Page excerpt:
::::
# Open Launch



## island troller (Nov 14, 2007)

Yes Catawba has finally opened up for launching. BUT the bad news there is no where to go. Ice everywhere and it won't change until we start getting off shore winds. You could get out about a quarter mile today.


----------



## kisherfisher (Jul 16, 2012)

island troller said:


> Yes Catawba has finally opened up for launching. BUT the bad news there is no where to go. Ice everywhere and it won't change until we start getting off shore winds. You could get out about a quarter mile today.


Thank you sir. All of the creeks up north of you guys(Brest Bay) are high and fast . Should help the cause


----------



## island troller (Nov 14, 2007)

I do not want anyone to get the wrong idea and make the drive this weekend. Even though the launch is open you will not get out to fish. Major ice out there to trap you in. What I am saying is that a launch has opened up for when the lake clears up for fishing. With the forcast I am hoping for Wednesday to get out.


----------



## DancinBear (Apr 21, 2009)

Island I like your optimism but the forecast looks bleak. Freezing temps every nite for a week. I am hoping for a week from Wednesday 


Posted using Outdoor Hub Campfire


----------



## Leschamp19 (Aug 21, 2010)

Lots of ice today !


Outdoor Hub mobile, the outdoor information engine


----------



## fishhogg (Apr 16, 2009)
::::
[Excerpts from location labeling data]
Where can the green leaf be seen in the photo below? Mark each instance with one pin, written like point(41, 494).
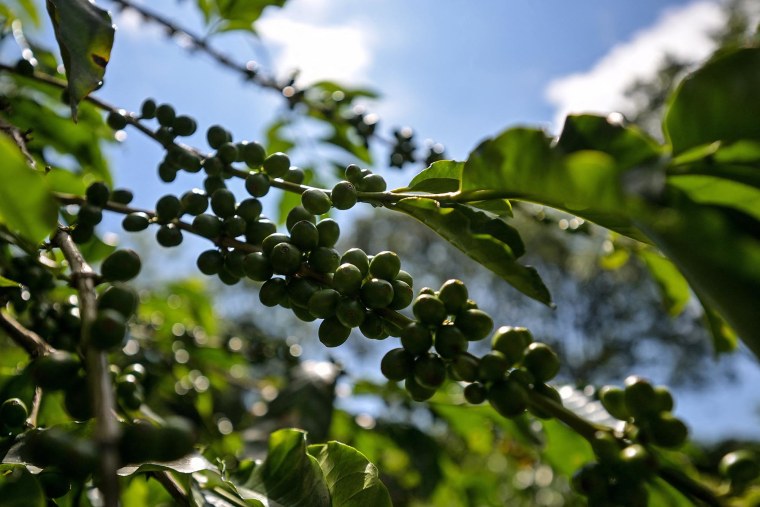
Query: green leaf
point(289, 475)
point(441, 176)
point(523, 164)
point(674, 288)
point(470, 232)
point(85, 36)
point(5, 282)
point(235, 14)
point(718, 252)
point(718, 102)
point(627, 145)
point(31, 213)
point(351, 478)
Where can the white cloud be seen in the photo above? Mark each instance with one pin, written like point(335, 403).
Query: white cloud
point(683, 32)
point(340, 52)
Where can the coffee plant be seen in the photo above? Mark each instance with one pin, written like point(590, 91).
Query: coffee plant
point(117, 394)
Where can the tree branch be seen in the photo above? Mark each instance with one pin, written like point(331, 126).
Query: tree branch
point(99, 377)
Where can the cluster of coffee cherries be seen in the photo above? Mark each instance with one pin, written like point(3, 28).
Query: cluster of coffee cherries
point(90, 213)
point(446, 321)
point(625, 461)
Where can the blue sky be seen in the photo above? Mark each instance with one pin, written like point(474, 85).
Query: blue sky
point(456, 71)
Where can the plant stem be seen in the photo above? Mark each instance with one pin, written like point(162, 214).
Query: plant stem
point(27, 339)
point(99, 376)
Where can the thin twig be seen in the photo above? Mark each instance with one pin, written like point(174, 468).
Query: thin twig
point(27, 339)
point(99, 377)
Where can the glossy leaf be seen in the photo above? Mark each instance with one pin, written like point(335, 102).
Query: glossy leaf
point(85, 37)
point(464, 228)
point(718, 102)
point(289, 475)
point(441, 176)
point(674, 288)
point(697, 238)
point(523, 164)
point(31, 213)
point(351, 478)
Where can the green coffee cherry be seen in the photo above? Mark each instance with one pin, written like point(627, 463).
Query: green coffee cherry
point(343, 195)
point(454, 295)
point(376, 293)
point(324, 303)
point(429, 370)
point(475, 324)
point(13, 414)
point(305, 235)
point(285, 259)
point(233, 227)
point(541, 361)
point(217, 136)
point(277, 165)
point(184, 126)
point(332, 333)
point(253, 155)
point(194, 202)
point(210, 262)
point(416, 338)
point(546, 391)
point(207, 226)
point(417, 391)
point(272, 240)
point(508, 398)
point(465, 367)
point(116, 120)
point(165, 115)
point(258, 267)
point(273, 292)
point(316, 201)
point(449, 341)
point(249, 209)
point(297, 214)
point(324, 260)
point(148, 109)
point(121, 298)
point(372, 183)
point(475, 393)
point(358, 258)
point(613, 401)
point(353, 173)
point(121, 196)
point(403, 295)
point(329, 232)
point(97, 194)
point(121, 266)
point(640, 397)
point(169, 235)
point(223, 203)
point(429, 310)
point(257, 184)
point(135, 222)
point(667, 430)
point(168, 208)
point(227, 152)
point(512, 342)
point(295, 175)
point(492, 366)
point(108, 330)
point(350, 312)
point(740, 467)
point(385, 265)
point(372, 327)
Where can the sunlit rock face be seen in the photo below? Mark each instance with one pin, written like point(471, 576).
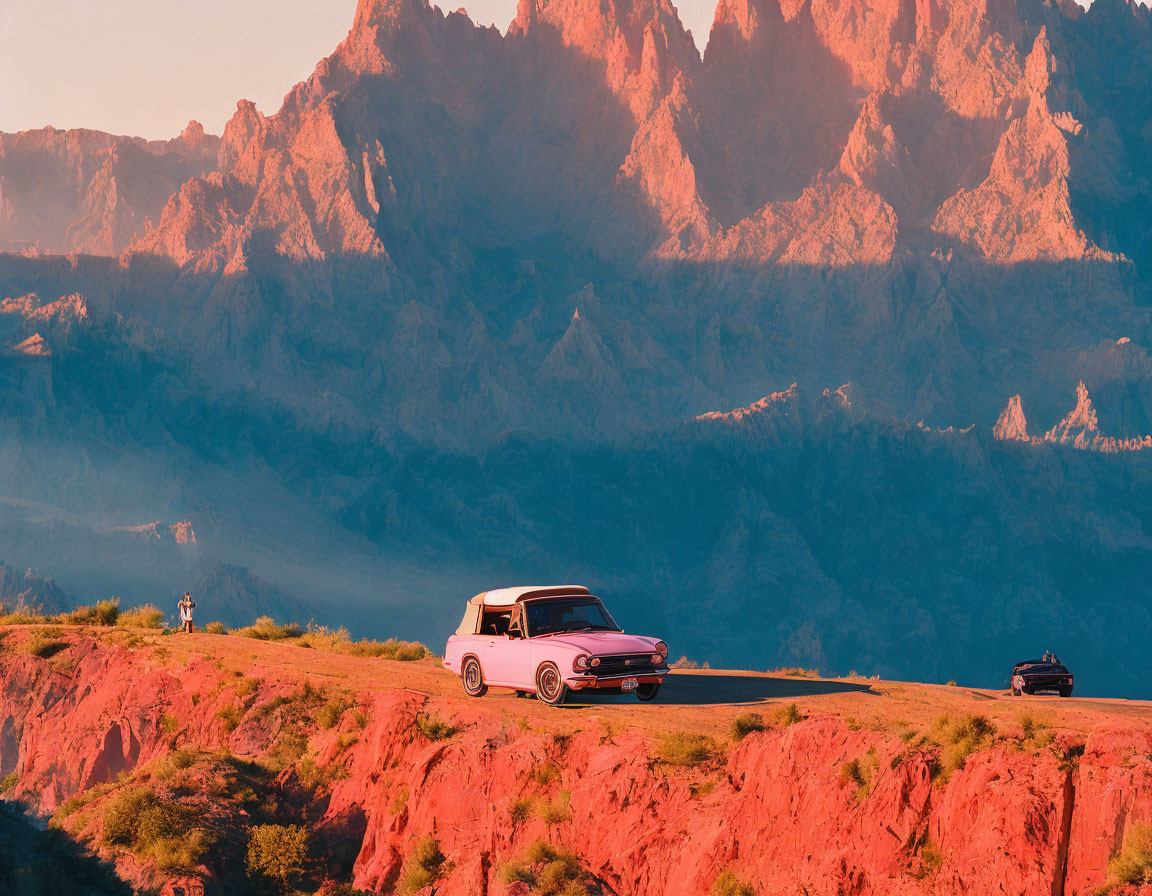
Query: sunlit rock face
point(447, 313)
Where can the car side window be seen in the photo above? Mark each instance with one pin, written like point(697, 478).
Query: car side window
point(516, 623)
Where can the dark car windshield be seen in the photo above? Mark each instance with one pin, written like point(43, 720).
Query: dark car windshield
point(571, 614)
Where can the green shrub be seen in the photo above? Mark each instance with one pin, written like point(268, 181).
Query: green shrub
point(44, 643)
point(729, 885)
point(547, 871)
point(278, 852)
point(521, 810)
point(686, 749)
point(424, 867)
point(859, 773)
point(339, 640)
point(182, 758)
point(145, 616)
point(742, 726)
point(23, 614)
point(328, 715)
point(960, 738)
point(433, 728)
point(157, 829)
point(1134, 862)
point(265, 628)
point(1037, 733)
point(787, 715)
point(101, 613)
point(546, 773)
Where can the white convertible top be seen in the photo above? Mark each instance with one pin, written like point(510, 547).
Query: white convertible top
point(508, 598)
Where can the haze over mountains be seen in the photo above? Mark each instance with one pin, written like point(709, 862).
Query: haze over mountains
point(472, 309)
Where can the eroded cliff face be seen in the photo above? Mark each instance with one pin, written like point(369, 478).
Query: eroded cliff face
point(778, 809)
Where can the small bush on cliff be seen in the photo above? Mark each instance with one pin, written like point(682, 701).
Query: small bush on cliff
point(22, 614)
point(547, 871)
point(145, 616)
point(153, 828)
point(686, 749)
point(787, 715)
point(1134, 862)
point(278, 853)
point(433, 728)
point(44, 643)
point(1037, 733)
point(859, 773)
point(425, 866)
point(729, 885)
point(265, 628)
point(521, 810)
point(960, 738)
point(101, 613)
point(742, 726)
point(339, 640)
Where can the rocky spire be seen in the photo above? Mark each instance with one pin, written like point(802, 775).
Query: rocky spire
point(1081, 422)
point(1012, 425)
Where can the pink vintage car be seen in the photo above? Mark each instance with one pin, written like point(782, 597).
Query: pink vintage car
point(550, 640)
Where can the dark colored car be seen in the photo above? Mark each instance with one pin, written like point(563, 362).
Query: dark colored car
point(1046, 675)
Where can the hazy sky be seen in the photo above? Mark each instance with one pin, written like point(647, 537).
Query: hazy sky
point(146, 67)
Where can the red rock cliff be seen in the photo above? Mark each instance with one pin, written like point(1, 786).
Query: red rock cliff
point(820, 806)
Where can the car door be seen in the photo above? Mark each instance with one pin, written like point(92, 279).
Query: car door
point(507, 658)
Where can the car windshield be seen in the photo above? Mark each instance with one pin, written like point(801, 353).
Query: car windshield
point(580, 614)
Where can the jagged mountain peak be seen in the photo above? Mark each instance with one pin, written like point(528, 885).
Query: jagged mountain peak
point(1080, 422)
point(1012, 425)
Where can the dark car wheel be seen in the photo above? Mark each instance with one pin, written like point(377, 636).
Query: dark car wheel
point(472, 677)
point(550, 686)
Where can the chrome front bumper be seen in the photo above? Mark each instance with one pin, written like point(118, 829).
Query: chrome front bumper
::::
Written instruction: Copy the Catawba launch thread from "Thank you sir." to "to get out." word for word.

Solution for this problem:
Thank you sir. All of the creeks up north of you guys(Brest Bay) are high and fast . Should help the cause


----------



## island troller (Nov 14, 2007)

I do not want anyone to get the wrong idea and make the drive this weekend. Even though the launch is open you will not get out to fish. Major ice out there to trap you in. What I am saying is that a launch has opened up for when the lake clears up for fishing. With the forcast I am hoping for Wednesday to get out.